- What to work on -
#1 In the blog post about preparing for surgery, translate this sentence into Spanish: "I had my sleep study a little over a week ago and found out that I have moderate-severe sleep apnea."
#2 Continue the blog post about the final appointments before surgery, starting right after its last sentence.

- Supplied passage -
========================================================================

Tuesday, May 17, 2011

Insecurities...

Well, it's down to the last 2 appointments before my case is submitted to the insurance company for approval of the surgery. I had my sleep study a little over a week ago and found out that I have moderate-severe sleep apnea. So I get to go back and spend the night in the sleep lab again so they can fit me for a CPAP machine. Just what I wanted, to sleep hooked up to a CPAP! Just another reason for me to go through with the surgery. Then, in 2 weeks, I have my final appointment - the psychological evaluation. I am thinking I will have the surgery date set by the end of June.

========================================================================

- Study material -
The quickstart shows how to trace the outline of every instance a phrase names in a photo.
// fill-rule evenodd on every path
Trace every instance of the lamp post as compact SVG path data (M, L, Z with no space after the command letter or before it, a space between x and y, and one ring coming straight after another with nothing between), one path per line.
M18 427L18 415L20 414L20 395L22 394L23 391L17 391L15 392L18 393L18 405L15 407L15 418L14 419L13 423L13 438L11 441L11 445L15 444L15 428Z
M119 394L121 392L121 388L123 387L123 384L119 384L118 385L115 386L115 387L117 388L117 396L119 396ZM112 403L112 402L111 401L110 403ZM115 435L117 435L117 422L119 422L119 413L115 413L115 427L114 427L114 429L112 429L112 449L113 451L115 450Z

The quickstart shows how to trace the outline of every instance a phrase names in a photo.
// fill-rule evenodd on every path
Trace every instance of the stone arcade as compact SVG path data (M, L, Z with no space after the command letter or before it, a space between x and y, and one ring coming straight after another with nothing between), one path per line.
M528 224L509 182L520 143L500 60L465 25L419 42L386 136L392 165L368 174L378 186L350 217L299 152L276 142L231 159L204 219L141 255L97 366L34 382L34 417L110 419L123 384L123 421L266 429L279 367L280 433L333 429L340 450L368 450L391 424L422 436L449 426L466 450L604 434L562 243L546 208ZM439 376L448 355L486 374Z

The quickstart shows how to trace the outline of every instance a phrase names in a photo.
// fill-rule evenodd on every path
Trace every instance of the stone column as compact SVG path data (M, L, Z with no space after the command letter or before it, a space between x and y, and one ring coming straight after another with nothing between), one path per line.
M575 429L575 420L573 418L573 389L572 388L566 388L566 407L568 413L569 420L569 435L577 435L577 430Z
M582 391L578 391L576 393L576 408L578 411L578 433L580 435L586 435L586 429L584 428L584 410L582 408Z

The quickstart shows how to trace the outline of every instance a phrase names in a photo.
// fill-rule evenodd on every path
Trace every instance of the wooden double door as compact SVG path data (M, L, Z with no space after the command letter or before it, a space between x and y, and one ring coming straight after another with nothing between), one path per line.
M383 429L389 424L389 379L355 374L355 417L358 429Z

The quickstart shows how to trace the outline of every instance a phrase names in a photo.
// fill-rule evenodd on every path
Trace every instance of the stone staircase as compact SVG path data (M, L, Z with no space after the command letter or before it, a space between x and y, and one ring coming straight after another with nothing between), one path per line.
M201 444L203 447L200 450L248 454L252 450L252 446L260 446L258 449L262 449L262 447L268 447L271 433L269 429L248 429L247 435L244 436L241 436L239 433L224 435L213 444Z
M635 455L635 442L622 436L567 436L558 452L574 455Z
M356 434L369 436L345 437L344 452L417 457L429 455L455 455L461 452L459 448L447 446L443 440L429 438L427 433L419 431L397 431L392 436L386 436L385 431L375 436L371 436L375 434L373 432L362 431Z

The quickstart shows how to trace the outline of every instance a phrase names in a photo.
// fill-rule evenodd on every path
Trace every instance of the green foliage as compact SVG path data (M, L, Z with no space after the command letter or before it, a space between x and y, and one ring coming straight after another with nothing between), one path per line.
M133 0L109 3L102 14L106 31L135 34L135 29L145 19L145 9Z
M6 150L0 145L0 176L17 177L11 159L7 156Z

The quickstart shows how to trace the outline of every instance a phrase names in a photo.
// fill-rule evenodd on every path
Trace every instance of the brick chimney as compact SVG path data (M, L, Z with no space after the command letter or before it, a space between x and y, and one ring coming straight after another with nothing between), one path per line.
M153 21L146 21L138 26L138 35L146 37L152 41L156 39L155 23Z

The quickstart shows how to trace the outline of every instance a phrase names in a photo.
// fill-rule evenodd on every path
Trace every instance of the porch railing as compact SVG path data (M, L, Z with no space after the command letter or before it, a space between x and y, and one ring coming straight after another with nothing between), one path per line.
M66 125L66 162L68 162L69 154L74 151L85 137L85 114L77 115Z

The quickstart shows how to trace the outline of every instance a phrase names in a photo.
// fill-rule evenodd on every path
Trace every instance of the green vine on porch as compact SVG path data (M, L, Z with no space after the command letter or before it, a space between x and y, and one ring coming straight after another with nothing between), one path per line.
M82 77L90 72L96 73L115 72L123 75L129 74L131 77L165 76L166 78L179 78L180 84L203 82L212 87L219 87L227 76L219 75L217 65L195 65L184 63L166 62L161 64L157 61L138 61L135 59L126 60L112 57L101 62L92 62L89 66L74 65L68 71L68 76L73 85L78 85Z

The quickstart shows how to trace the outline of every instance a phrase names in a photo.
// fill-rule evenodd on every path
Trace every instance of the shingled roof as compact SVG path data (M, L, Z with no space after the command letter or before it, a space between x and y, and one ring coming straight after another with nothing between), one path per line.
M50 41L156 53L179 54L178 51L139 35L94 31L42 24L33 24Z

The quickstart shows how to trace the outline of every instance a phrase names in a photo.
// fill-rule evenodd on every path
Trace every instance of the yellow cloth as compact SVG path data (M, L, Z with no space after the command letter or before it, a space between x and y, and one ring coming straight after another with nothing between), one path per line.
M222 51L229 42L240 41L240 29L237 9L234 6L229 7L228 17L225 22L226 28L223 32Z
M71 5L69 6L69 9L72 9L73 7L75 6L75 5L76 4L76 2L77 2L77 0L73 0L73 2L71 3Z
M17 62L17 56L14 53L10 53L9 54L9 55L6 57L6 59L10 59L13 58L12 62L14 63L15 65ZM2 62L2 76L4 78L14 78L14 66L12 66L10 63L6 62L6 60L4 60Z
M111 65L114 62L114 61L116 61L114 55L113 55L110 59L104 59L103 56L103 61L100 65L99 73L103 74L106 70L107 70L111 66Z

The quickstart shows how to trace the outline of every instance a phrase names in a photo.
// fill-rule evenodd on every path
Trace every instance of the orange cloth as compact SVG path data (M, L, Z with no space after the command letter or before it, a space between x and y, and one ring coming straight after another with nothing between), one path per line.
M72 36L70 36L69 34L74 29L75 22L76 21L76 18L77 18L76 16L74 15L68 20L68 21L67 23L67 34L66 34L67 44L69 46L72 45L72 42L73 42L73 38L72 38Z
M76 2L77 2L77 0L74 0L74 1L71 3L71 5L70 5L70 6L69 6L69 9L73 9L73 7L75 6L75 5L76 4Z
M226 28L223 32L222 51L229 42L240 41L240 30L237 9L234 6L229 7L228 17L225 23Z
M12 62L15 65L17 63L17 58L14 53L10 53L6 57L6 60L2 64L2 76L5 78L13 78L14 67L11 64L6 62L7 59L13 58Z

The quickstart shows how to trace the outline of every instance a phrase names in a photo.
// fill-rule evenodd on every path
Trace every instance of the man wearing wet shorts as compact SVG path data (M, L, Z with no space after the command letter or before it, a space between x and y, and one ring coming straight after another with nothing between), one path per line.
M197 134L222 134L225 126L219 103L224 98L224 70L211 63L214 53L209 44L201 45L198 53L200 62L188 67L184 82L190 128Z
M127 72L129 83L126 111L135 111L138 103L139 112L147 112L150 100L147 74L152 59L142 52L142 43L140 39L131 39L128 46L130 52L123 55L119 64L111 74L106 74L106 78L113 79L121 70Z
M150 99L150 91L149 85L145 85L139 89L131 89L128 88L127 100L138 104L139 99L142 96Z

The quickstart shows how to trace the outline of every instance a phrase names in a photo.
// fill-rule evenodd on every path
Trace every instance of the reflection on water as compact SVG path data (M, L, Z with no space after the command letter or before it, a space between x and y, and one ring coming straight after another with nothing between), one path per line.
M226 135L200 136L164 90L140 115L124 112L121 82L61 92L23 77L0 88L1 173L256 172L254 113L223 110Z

========================================================================

- Answers to this exercise -
#1 Me hice el estudio del sueño hace poco más de una semana y descubrí que tengo apnea del sueño de moderada a severa.

#2
But...to get on with insecurities. I knew that after this surgery I would not look the same. Not only would I be thinner, but I would have to deal with the flabbiness (a nice way to put it) that also follows. The closer I get to having the surgery, I am starting to prepare myself mentally for what is to come after and I'm realizing that my insecurities aren't going to go away, they will just be different. Right now I'm insecure about being fat. After, I will be insecure about the "leftovers" after the weight is gone. I will have to come to terms with this somehow because plastic surgery just isn't an option, at least not for several years.

I am also starting to pay more attention to food labels so I can start looking at things that will be safe for me to eat after surgery. I think the first month is going to be the hardest, I will need a lot of prayer to get through it!